**Task objective**
Each entry below is to be duplicated precisely.

Segment Start: Extracted entries

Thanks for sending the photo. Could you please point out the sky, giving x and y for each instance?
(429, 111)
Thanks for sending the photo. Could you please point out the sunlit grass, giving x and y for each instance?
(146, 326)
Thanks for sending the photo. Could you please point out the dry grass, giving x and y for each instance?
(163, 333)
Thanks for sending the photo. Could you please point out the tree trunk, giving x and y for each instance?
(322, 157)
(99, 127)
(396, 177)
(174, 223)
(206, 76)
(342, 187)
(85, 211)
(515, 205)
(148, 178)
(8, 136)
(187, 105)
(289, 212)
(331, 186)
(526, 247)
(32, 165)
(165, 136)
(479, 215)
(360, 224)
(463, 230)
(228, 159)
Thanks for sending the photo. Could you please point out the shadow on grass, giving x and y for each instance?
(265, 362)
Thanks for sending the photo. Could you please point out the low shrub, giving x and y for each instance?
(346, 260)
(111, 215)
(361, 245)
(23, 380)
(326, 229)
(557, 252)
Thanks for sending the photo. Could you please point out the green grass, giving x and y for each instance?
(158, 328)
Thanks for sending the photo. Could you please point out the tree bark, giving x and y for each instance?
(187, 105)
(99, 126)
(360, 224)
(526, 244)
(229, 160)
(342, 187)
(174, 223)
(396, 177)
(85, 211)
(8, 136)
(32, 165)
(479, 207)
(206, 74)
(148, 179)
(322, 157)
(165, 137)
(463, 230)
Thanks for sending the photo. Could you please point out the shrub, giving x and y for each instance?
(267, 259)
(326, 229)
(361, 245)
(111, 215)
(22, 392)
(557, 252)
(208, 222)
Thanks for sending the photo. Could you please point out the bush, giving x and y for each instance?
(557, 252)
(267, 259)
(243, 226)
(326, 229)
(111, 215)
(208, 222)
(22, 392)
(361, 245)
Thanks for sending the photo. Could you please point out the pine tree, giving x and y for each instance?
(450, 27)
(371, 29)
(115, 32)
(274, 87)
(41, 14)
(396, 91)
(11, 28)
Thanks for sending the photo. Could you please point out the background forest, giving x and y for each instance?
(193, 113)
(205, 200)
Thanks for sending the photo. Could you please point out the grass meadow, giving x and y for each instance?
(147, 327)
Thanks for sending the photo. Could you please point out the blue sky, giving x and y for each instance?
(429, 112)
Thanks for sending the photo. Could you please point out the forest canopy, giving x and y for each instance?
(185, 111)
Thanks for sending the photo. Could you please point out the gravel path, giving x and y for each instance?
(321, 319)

Segment End: Extracted entries

**Reply**
Thanks for sending the photo. Could you please point out the sky, giving x and y for each instance?
(429, 111)
Thanks for sending the photo. Could you please point out the sunlit grass, giving x and y for each instance?
(146, 326)
Thanks for sending the photo. Could you please point out the dry grass, giving x and y for each instance?
(163, 333)
Thanks for sending the photo. Could you please point out the tree trunk, giving x and y for each instance?
(322, 157)
(99, 127)
(396, 177)
(174, 223)
(206, 76)
(342, 187)
(85, 211)
(515, 205)
(148, 178)
(8, 136)
(187, 105)
(289, 212)
(331, 186)
(526, 247)
(32, 165)
(165, 136)
(479, 215)
(360, 224)
(463, 230)
(228, 159)
Thanks for sending the photo. Could you please point out the shadow on grass, giving x and y for each instance?
(265, 362)
Thanks for sending the photo. Could you please point out the low shrub, giving x and y for each instance?
(346, 260)
(111, 215)
(361, 245)
(23, 380)
(326, 229)
(557, 252)
Thanks for sending the photo. Could you please point out the green grass, giving x and y for each instance?
(158, 328)
Thanks for sending the photo. Could you please point out the tree bark, giving x and y for each instance?
(187, 105)
(99, 126)
(360, 224)
(526, 244)
(229, 160)
(342, 187)
(174, 223)
(396, 177)
(85, 211)
(8, 136)
(32, 165)
(479, 207)
(206, 74)
(148, 179)
(322, 157)
(165, 137)
(463, 230)
Thanks for sending the photo. Could you please point out the shrub, giving x and y for each instance?
(267, 259)
(326, 229)
(361, 245)
(111, 215)
(22, 392)
(557, 252)
(208, 222)
Thanks for sending the photo. Could you please point out the bush, giving x and y for each instance?
(557, 252)
(267, 259)
(243, 226)
(326, 229)
(111, 215)
(208, 222)
(22, 392)
(361, 245)
Thanks for sending the photo. Could you please point out the pine tree, giving x and y for each instance?
(450, 27)
(371, 29)
(115, 32)
(274, 87)
(41, 14)
(396, 91)
(11, 28)
Thanks for sending the photo. Could you please point out the background forest, giving x and y for each instance?
(193, 113)
(205, 200)
Thanks for sending the photo. Could you please point out the grass meadow, giving x and y for each instance?
(147, 327)
Thanks for sending the photo. Could you please point out the blue sky, giving x and y for each instance?
(429, 112)
Thanks for sending the photo. Could you please point out the forest canopy, giving x and y for each instance?
(185, 111)
Thanks for sending the photo. Could you please point out the gravel path, giving x and y for each instance?
(321, 319)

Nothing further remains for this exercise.